== Textauszug ==
Zur Begriffsverwirrung kommt noch das Prüfungszeugniss hinzu, welches auch noch in jedem Bundesland anders aussieht.
Bei mir ist es aus NRW 1972 und ist grün, außerdem steht noch Sportfischerprüfung drauf!

Jürgen


----------



## Fr33 (17. Januar 2014)

*AW: Fischerprüfung nicht gleich Fischerprüfung?*

Korrekt.


In Hessen sieht das so aus:




1) Prüfung bestanden ----> Prüfungszeugnis (in hessen ein weisser Wisch)


2) Mit dem weissen Wisch zum zuständigen Amt und man lässt sich den blauen Schein ausstellen.


3) Mit dem blauen Schein kann man sich als aktiver Angler in einen Verein aufnehmen lassen. Dieser händigt dann einem den grünen Schein aus, indem die Verbandsmarken eingeklebt werden.
===
_Aufgaben_
1. Fasse den Forumsauszug zur Fischerprüfung in zwei Sätzen zusammen.
2. Führe den Forumsauszug zur Fischerprüfung nach seinem letzten Satz mit zwei bis drei weiteren Sätzen fort.
== Datensätze ==
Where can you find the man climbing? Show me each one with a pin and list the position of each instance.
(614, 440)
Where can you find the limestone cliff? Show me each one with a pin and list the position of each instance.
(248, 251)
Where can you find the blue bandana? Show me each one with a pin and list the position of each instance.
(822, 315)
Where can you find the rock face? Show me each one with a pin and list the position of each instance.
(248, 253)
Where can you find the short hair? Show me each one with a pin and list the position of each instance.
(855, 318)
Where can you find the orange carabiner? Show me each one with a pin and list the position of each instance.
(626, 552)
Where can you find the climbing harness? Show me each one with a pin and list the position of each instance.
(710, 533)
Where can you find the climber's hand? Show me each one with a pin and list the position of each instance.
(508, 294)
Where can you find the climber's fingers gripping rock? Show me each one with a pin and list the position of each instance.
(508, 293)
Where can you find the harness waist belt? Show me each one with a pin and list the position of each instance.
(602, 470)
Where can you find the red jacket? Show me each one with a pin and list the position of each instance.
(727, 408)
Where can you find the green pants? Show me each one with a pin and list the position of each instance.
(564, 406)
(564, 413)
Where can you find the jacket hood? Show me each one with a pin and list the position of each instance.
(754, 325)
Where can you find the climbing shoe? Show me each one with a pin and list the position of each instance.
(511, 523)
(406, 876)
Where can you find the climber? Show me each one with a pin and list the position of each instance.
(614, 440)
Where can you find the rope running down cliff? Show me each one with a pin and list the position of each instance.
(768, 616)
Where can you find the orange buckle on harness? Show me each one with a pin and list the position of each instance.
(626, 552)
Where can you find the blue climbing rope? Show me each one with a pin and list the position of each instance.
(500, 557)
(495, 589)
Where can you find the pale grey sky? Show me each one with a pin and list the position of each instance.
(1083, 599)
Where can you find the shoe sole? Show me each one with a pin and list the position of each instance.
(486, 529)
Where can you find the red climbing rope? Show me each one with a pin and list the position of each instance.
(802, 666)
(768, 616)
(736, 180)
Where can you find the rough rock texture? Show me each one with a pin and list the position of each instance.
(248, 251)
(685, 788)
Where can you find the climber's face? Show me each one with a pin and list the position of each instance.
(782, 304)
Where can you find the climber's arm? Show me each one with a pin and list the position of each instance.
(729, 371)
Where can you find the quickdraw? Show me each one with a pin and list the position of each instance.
===
_Lösungen_
1. Das Prüfungszeugnis sieht in jedem Bundesland anders aus; das aus NRW von 1972 ist grün und trägt die Aufschrift „Sportfischerprüfung“. In Hessen bekommt man nach bestandener Prüfung ein weißes Prüfungszeugnis, lässt sich damit beim zuständigen Amt den blauen Schein ausstellen und erhält nach der Aufnahme in einen Verein den grünen Schein, in den die Verbandsmarken eingeklebt werden.

2.
----------



## Taxidermist (17. Januar 2014)

*AW: Fischerprüfung nicht gleich Fischerprüfung?*



> Mit dem blauen Schein kann man sich als aktiver Angler in einen Verein aufnehmen lassen.



Oder halt Tageskarten,Jahreskarten für Gewässer kaufen, wie hier im Fall für den Rhein!

Jürgen


----------



## Fr33 (17. Januar 2014)

*AW: Fischerprüfung nicht gleich Fischerprüfung?*

Korrekt Jürgen!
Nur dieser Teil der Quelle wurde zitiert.